By Stephen C. Webster
Published: July 12, 2009
Updated 5 hours ago
With just 15 of its citizens dead from the virus, the United Kingdom is preparing to undertake the largest vaccination program of the last 50 years, with a vaccine for swine flu that may undergo clinical trials as short as five days, according to published reports.
The first round of vaccines will be available in the UK by early autumn, a government spokesman said. It will be administered two doses per person.
No reports have yet suggested the vaccine will be mandatory.
“People are still making decisions over this, but we want to get cracking before we get a second wave, which is traditionally far more virulent,” Peter Holden of the British Medical Association told ITN. “If the virus does (mutate), it can get a lot more nasty, and the idea is to give people immunity. But the sheer logistics of dealing with 60 million people can’t be underestimated.”
Approximately 10,000 UK citizens have been infected with the virus, the report adds.
The rate of infection has the European Medicines Agency scrambling to piece together a reliable vaccine before the so-called “second wave” of the H1N1 virus surfaces.
“The first patients in the queue for the jab - being supplied to the UK by GSK and Baxter Healthcare - may understandably be a little nervous at any possible side effects,” reported The Times Online. “A mass vaccination campaign against swine flu in America was halted in the 1970s after some people suffered Guillain-Barré syndrome, a disorder of the nervous system.”

Dataset entries:

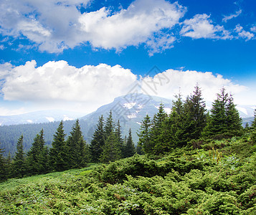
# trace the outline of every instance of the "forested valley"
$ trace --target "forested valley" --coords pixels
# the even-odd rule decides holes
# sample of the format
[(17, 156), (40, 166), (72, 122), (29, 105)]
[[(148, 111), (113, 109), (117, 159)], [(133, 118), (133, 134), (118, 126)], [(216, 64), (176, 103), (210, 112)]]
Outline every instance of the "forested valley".
[(4, 156), (2, 214), (255, 214), (256, 111), (242, 126), (233, 97), (220, 89), (207, 112), (199, 86), (168, 115), (146, 115), (135, 145), (119, 122), (98, 119), (90, 144), (77, 120), (60, 122), (50, 148), (44, 130), (27, 153), (24, 136)]

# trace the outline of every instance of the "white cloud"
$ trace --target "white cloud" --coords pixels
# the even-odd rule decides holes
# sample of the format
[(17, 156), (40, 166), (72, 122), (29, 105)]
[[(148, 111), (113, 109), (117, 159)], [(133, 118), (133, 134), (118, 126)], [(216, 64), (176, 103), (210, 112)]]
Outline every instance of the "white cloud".
[(180, 32), (184, 37), (193, 39), (232, 39), (230, 33), (223, 27), (214, 25), (210, 16), (196, 14), (192, 19), (186, 19), (183, 22), (183, 27)]
[[(93, 47), (119, 50), (146, 42), (153, 52), (158, 52), (160, 47), (169, 47), (174, 41), (161, 35), (161, 30), (178, 24), (185, 9), (163, 0), (136, 0), (127, 9), (113, 15), (110, 12), (102, 8), (80, 16), (82, 32)], [(154, 33), (158, 34), (156, 40)]]
[(154, 77), (143, 79), (142, 91), (151, 95), (166, 98), (173, 98), (174, 94), (181, 90), (184, 96), (190, 95), (196, 84), (202, 89), (205, 100), (213, 101), (216, 94), (224, 86), (227, 92), (233, 94), (245, 92), (247, 87), (236, 85), (222, 75), (214, 75), (212, 72), (196, 71), (180, 71), (168, 70)]
[(251, 32), (256, 32), (256, 26), (253, 26), (250, 28)]
[(241, 14), (242, 14), (242, 10), (240, 9), (239, 11), (236, 11), (235, 14), (230, 14), (229, 16), (224, 16), (224, 18), (222, 19), (222, 22), (227, 22), (228, 20), (237, 17)]
[[(202, 87), (207, 100), (214, 100), (222, 86), (235, 96), (240, 96), (236, 102), (242, 101), (241, 104), (246, 104), (256, 99), (255, 93), (250, 94), (250, 91), (246, 91), (248, 89), (245, 86), (212, 72), (168, 70), (138, 80), (130, 70), (105, 64), (76, 68), (65, 61), (58, 61), (48, 62), (37, 67), (36, 62), (31, 61), (18, 67), (8, 63), (0, 64), (0, 68), (3, 75), (1, 78), (4, 80), (1, 85), (4, 102), (19, 101), (19, 105), (26, 106), (27, 112), (29, 109), (30, 111), (65, 109), (90, 113), (131, 92), (136, 83), (141, 84), (142, 92), (171, 99), (179, 89), (183, 95), (189, 95), (196, 83)], [(19, 110), (18, 106), (15, 108), (16, 110), (9, 110), (2, 105), (0, 111), (1, 115), (26, 112), (24, 108)]]
[(234, 31), (238, 33), (239, 37), (245, 39), (245, 41), (248, 41), (255, 37), (254, 34), (245, 31), (240, 24), (236, 26)]
[(77, 6), (89, 0), (9, 0), (0, 3), (0, 33), (24, 36), (41, 51), (61, 52), (81, 44), (120, 50), (144, 44), (151, 53), (170, 48), (174, 38), (152, 39), (163, 29), (179, 23), (186, 9), (164, 0), (136, 0), (127, 9), (105, 7), (81, 14)]
[(42, 103), (104, 104), (125, 94), (137, 79), (130, 70), (119, 65), (100, 64), (76, 68), (65, 61), (49, 62), (36, 67), (32, 60), (8, 73), (1, 90), (4, 100)]

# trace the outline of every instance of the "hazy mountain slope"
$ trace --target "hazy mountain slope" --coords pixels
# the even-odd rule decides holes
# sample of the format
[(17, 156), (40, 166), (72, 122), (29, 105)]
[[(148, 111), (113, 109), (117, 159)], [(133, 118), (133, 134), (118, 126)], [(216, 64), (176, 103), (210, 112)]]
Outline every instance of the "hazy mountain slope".
[(83, 114), (80, 113), (60, 110), (42, 110), (7, 116), (0, 115), (0, 125), (72, 120), (82, 115)]

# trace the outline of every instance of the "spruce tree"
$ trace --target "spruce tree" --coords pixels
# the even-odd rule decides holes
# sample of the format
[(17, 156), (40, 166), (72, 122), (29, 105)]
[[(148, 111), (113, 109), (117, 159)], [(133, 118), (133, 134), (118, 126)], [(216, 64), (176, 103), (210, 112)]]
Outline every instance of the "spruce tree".
[(135, 145), (133, 141), (133, 138), (131, 135), (131, 130), (129, 130), (129, 135), (127, 139), (126, 144), (125, 145), (125, 158), (129, 158), (133, 156), (135, 154)]
[(99, 162), (105, 144), (104, 118), (101, 115), (99, 118), (97, 128), (94, 132), (93, 140), (90, 145), (90, 152), (93, 162)]
[(82, 134), (78, 119), (72, 128), (67, 140), (67, 155), (70, 168), (85, 167), (86, 161), (86, 143)]
[(6, 165), (3, 156), (4, 152), (4, 149), (0, 148), (0, 181), (6, 178)]
[(120, 158), (121, 158), (121, 151), (118, 147), (118, 140), (115, 133), (111, 133), (105, 143), (100, 161), (102, 163), (108, 163)]
[(124, 150), (125, 148), (123, 145), (123, 140), (122, 138), (122, 134), (121, 134), (121, 127), (120, 125), (120, 121), (118, 121), (118, 124), (116, 125), (115, 130), (115, 134), (116, 136), (116, 140), (118, 141), (118, 147), (122, 152), (122, 158), (124, 157)]
[(252, 123), (251, 127), (252, 129), (256, 129), (256, 109), (255, 109), (255, 117)]
[(42, 129), (27, 153), (28, 171), (32, 174), (44, 173), (47, 171), (48, 149), (44, 145), (44, 130)]
[(14, 158), (13, 176), (23, 177), (26, 173), (24, 152), (23, 150), (23, 135), (20, 136), (16, 144), (16, 151)]
[(67, 169), (65, 135), (63, 129), (63, 122), (61, 121), (53, 136), (52, 148), (49, 150), (49, 166), (53, 171), (62, 171)]
[(151, 153), (153, 148), (153, 145), (151, 145), (152, 142), (150, 141), (151, 126), (151, 118), (148, 115), (146, 115), (141, 122), (140, 132), (137, 133), (139, 138), (137, 148), (141, 147), (146, 153)]
[(226, 110), (227, 127), (228, 131), (232, 133), (234, 135), (240, 135), (242, 134), (242, 118), (240, 118), (239, 112), (235, 108), (235, 106), (232, 95), (230, 95)]
[(204, 131), (204, 135), (219, 134), (241, 134), (242, 120), (235, 108), (232, 95), (229, 96), (222, 87), (212, 104), (209, 122)]
[(106, 119), (106, 123), (104, 127), (105, 139), (107, 139), (110, 134), (114, 133), (114, 128), (115, 128), (115, 125), (113, 120), (112, 110), (110, 110), (109, 113), (109, 115)]
[(198, 139), (207, 125), (207, 110), (205, 102), (202, 97), (202, 91), (198, 85), (194, 87), (194, 94), (184, 104), (184, 111), (187, 119), (189, 139)]
[(162, 152), (162, 130), (163, 126), (163, 122), (167, 118), (167, 114), (164, 111), (163, 105), (160, 104), (158, 112), (154, 115), (152, 122), (152, 127), (150, 130), (150, 148), (148, 148), (148, 151), (155, 153), (159, 153)]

• _What to work on_
1 - In the swine flu vaccine article, swap "United Kingdom" for "Britain" and write out everything from "By Stephen C." down to "doses per person.".
2 - Answer these questions from the swine flu vaccine article:
(a) How many doses of the vaccine will each person receive?
(b) Which companies are supplying the vaccine to the UK?
(c) About how many UK citizens have been infected with the virus?
3 - Carry the swine flu vaccine article further from where it stops.
Nothing in the records is required for this work.

• _Results_
1 -
By Stephen C. Webster
Published: July 12, 2009
Updated 5 hours ago
With just 15 of its citizens dead from the virus, the Britain is preparing to undertake the largest vaccination program of the last 50 years, with a vaccine for swine flu that may undergo clinical trials as short as five days, according to published reports.
The first round of vaccines will be available in the UK by early autumn, a government spokesman said. It will be administered two doses per person.

2 -
(a) Two doses per person.
(b) GSK and Baxter Healthcare.
(c) Approximately 10,000.

3 -
The paper added: “He said although swine flu was not causing serious illness in patients, health officials were eager to start a mass vaccination campaign, starting first on priority groups. First, the jabs would reduce the chances of a shortage of hospital beds because of people suffering from swine flu. Second, it would reduce the effect on the economy by ensuring workers were protected from the virus.”
British Chief Medical Officer Sir Liam Donaldson told ITN that the UK is fortunate the H1N1 strain is not a human-born variant of the avian flu, which would produce “much higher levels of mortality.”
Safety concerns
Strangely enough, the company tasked with production of the vaccines, Baxter Healthcare, made headlines in February when a live avian flu virus escaped one of its Austrian laboratories inside a “vaccine,” which was only discovered after it killed an animal.
“The contaminated product, a mix of H3N2 seasonal flu viruses and unlabeled H5N1 viruses, was supplied to an Austrian research company,” reported the Canadian Press. “The Austrian firm, Avir Green Hills Biotechnology, then sent portions of it to sub-contractors in the Czech Republic, Slovenia and Germany.
The North American news service added: “The contamination incident, which is being investigated by the four European countries, came to light when the subcontractor in the Czech Republic inoculated ferrets with the product and they died. Ferrets shouldn’t die from exposure to human H3N2 flu viruses.”
Baxter “moved very quickly to sanitize and protect employees,” a spokesman told Bloomberg. “Labs have been sanitized, potentially contaminated materials have been destroyed and employees were tested and considered not to be at risk.”
Baxter Healthcare attributed the near-deadly lapse to human error, but failed to explain exactly how their subcontractor’s biosecurity protocols could completely fail. The 1977 Russian flu was started by an accidental laboratory release.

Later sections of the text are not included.